## TEXT FOR ANALYSIS
══════
The other must-know name in Northwest Modern houses, arguably even more than Yeon’s, is Pietro Belluschi. Though Yeon’s Watzek cannot be surpassed, Belluschi became Portland’s all-time most acclaimed architect, famous not just for houses but local landmarks like the Portland Art Museum and the Equitable Building (the latter of which has been called America’s first modern office tower), not to mention iconic architecture beyond our borders, such as New York City’s Pan Am Building (in collaboration with Walter Gropius) and San Francisco’s Cathedral of St. Mary of the Assumption (in partnership with Italian engineer Pier Luigi Nervi). Yet throughout his career, he remained a master of the simple single-family residence, whether it’s 1938’s Sutor House, 1947 Burkes House or many others scattered across Portland, the Oregon Coast and beyond.

Three years ago, I had the good fortune to write in Dwell magazine about the Sutor House’s restoration, overseen by Pietro Belluschi’s son, architect Anthony Belluschi. Even more than the Watzek, this simple house seemed to echo traditional Japanese architecture: it looked like a modern pagoda. But I particularly remember its interior design details, like a ceiling at the entry made from thin interwoven slats of Douglas fir, and a living-room wall clad with zebrawood.

A new generation continued to expand the Northwest Modern style in the 1960s, ’70s and beyond. There is Saul Zaik, whose houses dot the West Hills, from the beautiful Feldman House (also featured in Dwell) to his own residence. John Storrs designed not only houses but beloved Oregon landmarks like Salishan Resort on the coast. Architect Van Evera Bailey often created houses with soaring roof forms to drink in even more sunlight. We mustn’t forget William Fletcher, whose designs channeled the best of international modernism, and whose firm, FFA Design and Architecture, is still going strong today. And while he wasn’t an architect, local builder Robert Rummer took inspiration from the Eichler Homes of southern California—tract housing but borne from great designs—to construct scores of Portland area homes that uniquely blended indoor and outdoor space.
══════
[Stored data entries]
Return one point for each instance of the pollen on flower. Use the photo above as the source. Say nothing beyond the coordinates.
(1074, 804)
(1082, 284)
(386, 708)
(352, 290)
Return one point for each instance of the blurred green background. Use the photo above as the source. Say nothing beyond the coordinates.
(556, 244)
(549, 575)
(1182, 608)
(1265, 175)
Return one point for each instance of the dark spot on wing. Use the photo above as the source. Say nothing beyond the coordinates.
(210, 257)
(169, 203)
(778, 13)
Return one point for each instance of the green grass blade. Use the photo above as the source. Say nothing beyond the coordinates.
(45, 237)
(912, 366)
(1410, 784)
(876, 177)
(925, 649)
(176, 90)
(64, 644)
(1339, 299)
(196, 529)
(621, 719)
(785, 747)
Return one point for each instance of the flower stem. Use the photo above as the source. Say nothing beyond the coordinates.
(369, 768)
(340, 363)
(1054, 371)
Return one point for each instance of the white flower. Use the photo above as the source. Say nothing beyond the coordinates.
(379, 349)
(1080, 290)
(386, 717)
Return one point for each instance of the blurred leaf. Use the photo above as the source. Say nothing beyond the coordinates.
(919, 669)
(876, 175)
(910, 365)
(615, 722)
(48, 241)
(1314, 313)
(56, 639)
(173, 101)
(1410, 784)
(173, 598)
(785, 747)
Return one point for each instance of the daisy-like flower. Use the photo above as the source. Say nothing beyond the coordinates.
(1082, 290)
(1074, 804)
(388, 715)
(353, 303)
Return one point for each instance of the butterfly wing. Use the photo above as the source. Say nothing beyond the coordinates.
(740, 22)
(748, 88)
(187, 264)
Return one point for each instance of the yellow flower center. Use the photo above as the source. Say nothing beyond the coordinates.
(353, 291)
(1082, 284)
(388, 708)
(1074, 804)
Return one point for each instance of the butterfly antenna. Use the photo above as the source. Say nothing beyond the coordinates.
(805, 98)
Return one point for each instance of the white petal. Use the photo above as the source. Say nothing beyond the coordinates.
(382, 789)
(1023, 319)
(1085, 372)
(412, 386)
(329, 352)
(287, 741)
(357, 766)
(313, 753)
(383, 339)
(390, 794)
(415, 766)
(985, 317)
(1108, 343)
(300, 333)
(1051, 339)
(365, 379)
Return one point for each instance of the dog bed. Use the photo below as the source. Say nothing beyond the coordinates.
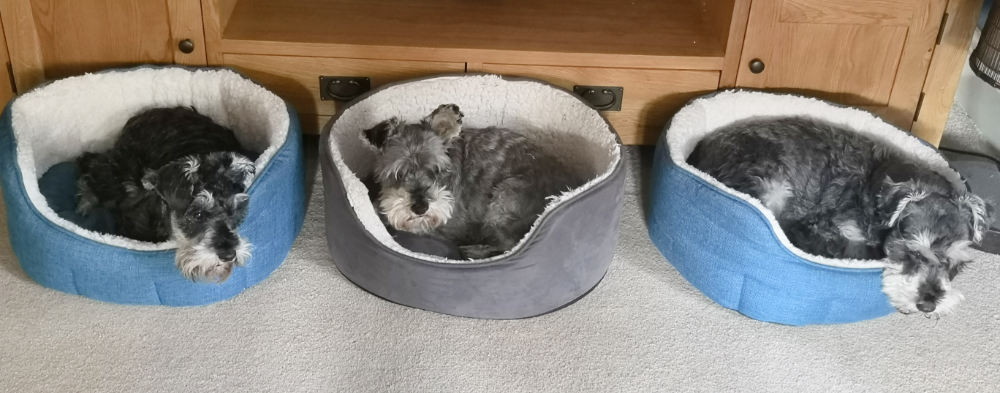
(565, 254)
(48, 127)
(730, 247)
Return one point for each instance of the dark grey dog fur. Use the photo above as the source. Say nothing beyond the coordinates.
(481, 189)
(840, 194)
(175, 174)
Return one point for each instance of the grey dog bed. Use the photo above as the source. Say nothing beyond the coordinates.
(565, 254)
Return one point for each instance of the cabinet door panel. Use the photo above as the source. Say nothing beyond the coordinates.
(51, 39)
(871, 53)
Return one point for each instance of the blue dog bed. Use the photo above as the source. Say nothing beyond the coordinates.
(731, 248)
(44, 130)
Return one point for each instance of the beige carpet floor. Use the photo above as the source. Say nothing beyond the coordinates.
(643, 329)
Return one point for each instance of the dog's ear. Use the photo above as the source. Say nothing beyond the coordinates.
(981, 214)
(893, 198)
(381, 132)
(446, 120)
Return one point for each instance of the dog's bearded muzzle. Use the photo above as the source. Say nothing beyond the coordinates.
(416, 212)
(212, 256)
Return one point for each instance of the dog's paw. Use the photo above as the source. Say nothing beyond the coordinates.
(202, 266)
(446, 120)
(479, 251)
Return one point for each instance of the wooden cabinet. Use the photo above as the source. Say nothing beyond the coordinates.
(896, 58)
(50, 39)
(872, 54)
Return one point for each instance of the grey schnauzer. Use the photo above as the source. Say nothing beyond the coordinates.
(175, 174)
(481, 189)
(840, 194)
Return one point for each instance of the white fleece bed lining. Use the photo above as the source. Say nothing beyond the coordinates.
(60, 121)
(555, 118)
(702, 116)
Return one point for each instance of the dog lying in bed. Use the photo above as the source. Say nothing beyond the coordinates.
(175, 174)
(839, 194)
(481, 189)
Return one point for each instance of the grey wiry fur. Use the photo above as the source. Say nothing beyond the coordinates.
(175, 174)
(839, 194)
(479, 188)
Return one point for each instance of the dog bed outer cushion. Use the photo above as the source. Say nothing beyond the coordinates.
(728, 247)
(564, 257)
(62, 259)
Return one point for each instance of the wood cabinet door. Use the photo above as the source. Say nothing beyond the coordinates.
(50, 39)
(868, 53)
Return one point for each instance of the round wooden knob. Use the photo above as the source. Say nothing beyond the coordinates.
(186, 46)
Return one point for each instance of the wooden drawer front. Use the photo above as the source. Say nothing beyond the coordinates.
(650, 97)
(848, 12)
(296, 79)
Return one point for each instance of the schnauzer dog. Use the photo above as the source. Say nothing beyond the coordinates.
(839, 194)
(175, 174)
(481, 189)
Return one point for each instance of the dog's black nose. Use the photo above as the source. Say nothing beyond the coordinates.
(419, 207)
(228, 255)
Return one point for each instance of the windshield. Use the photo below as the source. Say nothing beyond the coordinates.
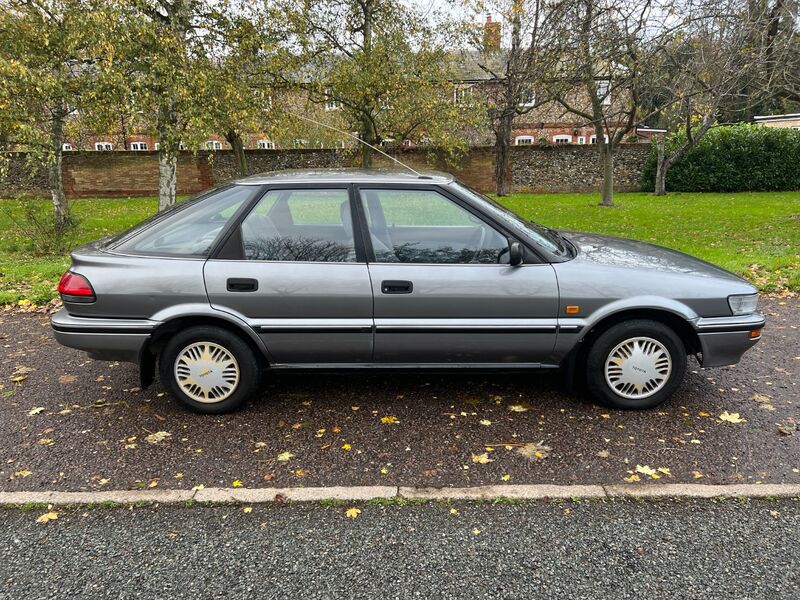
(548, 239)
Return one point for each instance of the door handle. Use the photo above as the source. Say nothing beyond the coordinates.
(239, 284)
(397, 287)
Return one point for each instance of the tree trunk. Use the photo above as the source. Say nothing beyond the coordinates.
(235, 140)
(55, 175)
(661, 169)
(608, 175)
(167, 176)
(502, 158)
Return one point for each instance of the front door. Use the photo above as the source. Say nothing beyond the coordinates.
(443, 289)
(294, 275)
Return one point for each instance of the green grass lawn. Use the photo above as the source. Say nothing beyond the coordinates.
(753, 234)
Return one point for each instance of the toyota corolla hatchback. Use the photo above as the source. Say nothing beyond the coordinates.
(356, 269)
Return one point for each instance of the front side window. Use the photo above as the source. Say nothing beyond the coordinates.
(424, 226)
(190, 230)
(312, 225)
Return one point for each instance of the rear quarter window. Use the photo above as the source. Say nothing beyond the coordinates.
(188, 231)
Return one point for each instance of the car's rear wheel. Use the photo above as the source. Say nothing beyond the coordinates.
(635, 364)
(209, 369)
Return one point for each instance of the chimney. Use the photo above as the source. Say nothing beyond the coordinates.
(491, 35)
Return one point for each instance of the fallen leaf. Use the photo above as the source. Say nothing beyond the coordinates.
(158, 436)
(47, 517)
(731, 417)
(481, 459)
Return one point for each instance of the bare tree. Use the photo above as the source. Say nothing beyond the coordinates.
(516, 63)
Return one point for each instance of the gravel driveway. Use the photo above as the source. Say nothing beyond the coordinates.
(70, 423)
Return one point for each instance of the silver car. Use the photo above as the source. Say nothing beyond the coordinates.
(353, 269)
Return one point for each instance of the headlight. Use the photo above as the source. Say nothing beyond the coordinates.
(743, 305)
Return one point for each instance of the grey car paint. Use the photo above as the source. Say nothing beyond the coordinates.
(335, 314)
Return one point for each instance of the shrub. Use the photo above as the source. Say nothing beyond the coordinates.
(740, 158)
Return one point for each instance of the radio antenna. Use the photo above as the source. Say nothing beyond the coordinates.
(358, 139)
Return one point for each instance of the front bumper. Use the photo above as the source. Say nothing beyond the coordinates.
(103, 339)
(723, 340)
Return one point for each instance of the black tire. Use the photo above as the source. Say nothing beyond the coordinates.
(249, 368)
(617, 334)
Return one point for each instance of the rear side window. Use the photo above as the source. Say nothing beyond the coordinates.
(189, 231)
(312, 225)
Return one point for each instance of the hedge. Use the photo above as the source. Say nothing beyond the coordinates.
(739, 158)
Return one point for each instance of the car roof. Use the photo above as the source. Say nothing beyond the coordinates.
(347, 176)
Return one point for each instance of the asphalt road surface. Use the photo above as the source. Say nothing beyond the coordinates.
(70, 423)
(619, 549)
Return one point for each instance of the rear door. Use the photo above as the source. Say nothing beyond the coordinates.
(292, 270)
(444, 291)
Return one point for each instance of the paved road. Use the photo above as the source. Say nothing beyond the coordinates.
(71, 423)
(593, 550)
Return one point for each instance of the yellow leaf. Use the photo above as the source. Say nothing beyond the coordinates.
(731, 417)
(481, 459)
(47, 517)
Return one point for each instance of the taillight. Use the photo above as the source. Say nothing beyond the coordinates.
(75, 288)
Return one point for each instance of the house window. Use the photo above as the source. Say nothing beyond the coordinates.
(527, 99)
(330, 103)
(604, 91)
(462, 93)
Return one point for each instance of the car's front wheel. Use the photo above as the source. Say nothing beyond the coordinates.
(209, 369)
(635, 364)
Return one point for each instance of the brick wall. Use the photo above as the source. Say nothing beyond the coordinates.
(540, 168)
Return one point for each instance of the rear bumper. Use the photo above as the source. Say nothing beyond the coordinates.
(103, 339)
(723, 340)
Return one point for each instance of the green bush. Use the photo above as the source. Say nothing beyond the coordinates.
(740, 158)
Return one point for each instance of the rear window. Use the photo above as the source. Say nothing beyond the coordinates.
(187, 230)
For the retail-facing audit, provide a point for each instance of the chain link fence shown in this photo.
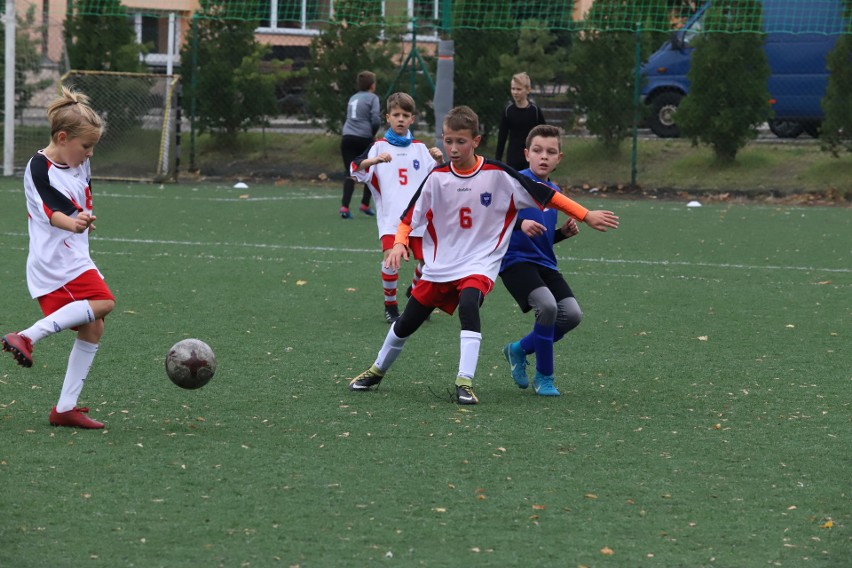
(642, 74)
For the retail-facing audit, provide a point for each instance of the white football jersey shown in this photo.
(56, 256)
(469, 218)
(394, 183)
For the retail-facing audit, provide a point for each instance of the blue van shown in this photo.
(802, 34)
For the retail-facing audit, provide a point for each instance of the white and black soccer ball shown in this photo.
(190, 364)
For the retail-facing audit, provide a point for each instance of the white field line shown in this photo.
(373, 251)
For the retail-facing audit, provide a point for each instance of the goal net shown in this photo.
(142, 118)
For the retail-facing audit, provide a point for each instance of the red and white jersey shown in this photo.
(394, 183)
(469, 218)
(56, 256)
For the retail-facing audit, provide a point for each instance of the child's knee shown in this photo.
(101, 308)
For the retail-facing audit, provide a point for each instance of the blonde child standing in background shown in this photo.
(519, 117)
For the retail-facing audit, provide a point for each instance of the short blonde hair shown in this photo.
(366, 79)
(523, 80)
(462, 118)
(73, 114)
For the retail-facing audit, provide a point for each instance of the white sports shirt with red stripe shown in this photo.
(469, 218)
(56, 256)
(394, 183)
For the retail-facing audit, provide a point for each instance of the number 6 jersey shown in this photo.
(469, 217)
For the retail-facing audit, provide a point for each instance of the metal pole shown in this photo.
(443, 100)
(171, 46)
(637, 78)
(9, 93)
(192, 89)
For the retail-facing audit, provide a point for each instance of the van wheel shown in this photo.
(813, 129)
(663, 110)
(786, 128)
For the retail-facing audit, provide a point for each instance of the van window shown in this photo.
(693, 29)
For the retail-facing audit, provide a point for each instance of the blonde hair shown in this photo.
(523, 80)
(73, 114)
(462, 118)
(366, 79)
(545, 131)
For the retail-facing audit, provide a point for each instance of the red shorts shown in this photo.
(88, 286)
(415, 245)
(445, 295)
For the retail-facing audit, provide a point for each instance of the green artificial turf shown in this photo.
(704, 419)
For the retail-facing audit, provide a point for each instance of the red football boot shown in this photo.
(74, 418)
(20, 347)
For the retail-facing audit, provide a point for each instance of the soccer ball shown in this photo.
(190, 363)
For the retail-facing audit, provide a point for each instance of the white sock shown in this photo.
(79, 363)
(390, 350)
(69, 315)
(470, 341)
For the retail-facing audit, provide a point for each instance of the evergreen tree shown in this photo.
(479, 81)
(728, 98)
(836, 132)
(226, 77)
(602, 67)
(100, 37)
(539, 54)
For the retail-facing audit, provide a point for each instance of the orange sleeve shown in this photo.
(402, 232)
(567, 206)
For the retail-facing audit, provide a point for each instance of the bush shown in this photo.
(729, 72)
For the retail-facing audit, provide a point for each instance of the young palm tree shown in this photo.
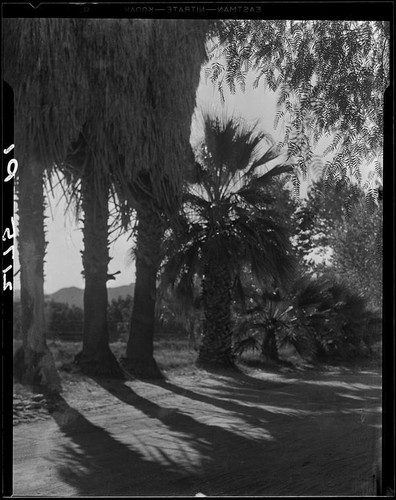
(227, 224)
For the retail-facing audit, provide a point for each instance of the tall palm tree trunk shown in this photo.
(216, 345)
(140, 360)
(33, 361)
(96, 357)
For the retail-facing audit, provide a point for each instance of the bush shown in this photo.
(319, 316)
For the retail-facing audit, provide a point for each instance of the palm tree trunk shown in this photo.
(140, 360)
(33, 361)
(96, 357)
(216, 346)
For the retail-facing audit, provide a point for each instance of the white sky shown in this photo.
(63, 265)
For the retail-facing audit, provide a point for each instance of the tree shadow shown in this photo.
(230, 459)
(246, 433)
(96, 463)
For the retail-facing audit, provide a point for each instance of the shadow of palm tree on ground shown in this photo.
(236, 464)
(96, 463)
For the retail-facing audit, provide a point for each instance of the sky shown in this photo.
(63, 264)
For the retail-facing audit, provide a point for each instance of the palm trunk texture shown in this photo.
(216, 345)
(140, 360)
(96, 357)
(33, 361)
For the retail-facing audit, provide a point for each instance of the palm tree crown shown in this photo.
(227, 223)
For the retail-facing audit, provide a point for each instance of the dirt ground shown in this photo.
(261, 433)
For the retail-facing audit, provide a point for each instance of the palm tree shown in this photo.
(152, 183)
(45, 126)
(227, 224)
(127, 125)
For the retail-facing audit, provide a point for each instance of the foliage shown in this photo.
(357, 251)
(338, 221)
(329, 76)
(326, 208)
(227, 224)
(118, 316)
(318, 316)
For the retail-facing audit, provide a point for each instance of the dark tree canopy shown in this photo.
(330, 78)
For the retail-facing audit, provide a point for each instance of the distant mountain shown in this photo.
(74, 296)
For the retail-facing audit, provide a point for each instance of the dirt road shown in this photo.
(309, 433)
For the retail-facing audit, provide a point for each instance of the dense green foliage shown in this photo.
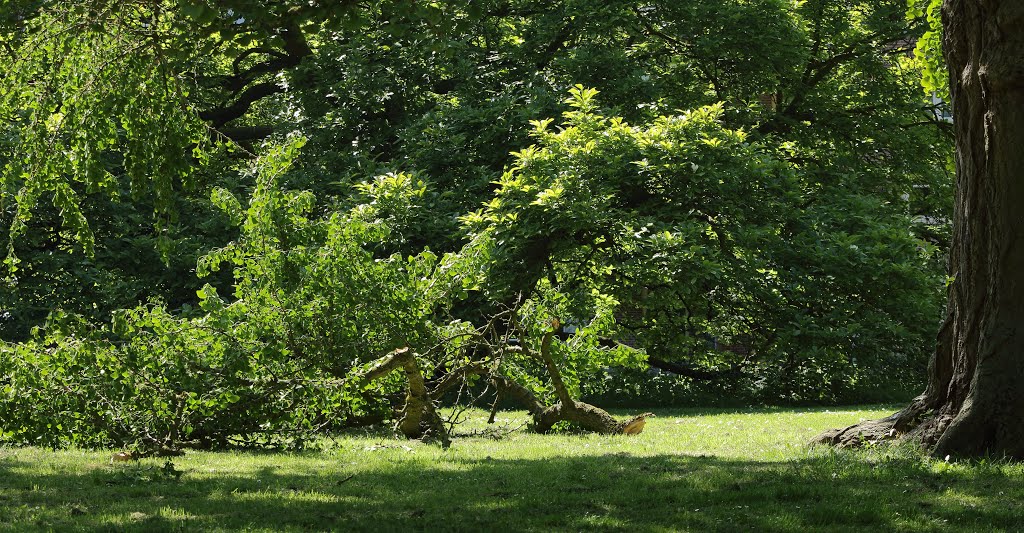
(751, 194)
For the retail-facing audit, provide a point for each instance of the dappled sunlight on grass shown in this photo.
(688, 471)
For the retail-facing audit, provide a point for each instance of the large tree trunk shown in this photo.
(974, 403)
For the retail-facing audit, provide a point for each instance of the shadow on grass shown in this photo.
(605, 492)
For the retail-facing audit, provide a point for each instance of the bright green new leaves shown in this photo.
(707, 242)
(87, 97)
(935, 78)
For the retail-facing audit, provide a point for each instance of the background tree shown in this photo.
(975, 392)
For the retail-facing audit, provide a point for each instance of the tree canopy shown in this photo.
(247, 214)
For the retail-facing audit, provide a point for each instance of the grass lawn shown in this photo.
(689, 471)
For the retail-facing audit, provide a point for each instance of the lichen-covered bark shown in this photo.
(419, 417)
(580, 413)
(974, 403)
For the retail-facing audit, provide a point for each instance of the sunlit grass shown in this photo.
(690, 470)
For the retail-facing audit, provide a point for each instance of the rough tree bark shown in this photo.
(419, 417)
(974, 403)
══════
## APPLY WHAT YOU READ
A. Name every building the piece on Northwest Modern houses credits to Pietro Belluschi by name.
B. Answer these from the piece on Northwest Modern houses, one answer per line:
(i) Who worked with Belluschi on the Pan Am Building?
(ii) Who oversaw the restoration of the Sutor House?
(iii) What is the name of William Fletcher's firm?
C. Resume the piece on Portland's Northwest Modern houses right after its last sentence.
The entries have nothing to do with the piece on Portland's Northwest Modern houses.

## ANSWERS IN ORDER
A.
Portland Art Museum
Equitable Building
Pan Am Building
Cathedral of St. Mary of the Assumption
Sutor House
Burkes House

B.
(i) Walter Gropius
(ii) Anthony Belluschi, Pietro Belluschi's son
(iii) FFA Design and Architecture

C.
Today’s Modern Living

What does modern living mean today? In many ways a modern house in the 2020s is what it has always been: a series of interconnected rooms. There are the rooms where we sleep, and the room in the middle where we cook, eat and hang out—just more open and flowing into each other, and to the outdoors.

More than a century ago, modernism responded to changing times. Today, the world is changing again, as we incorporate other energy sources.

More than ever, we’re seeing plant life growing in, out and around buildings. We’re seeing creative use of timeless materials. I just wrote a home-magazine article about a house in Connecticut clad in cork: not just pulled from wine bottles and hammered into place but ground up, baked, and formed into panels.

And if we’re talking more broadly about sustainability, we also must consider population density, which reduces one’s carbon footprint. Today modern living is, perhaps, not about a house, but maybe an accessory dwelling unit behind a house: commonly known in the past as a granny flat. It’s actually easy to detach modern living from the realm of the single-family house because modern is about attitude and approach and flow as much as it’s about the physical building. Yet there will always be a place for the classic house with a yard too.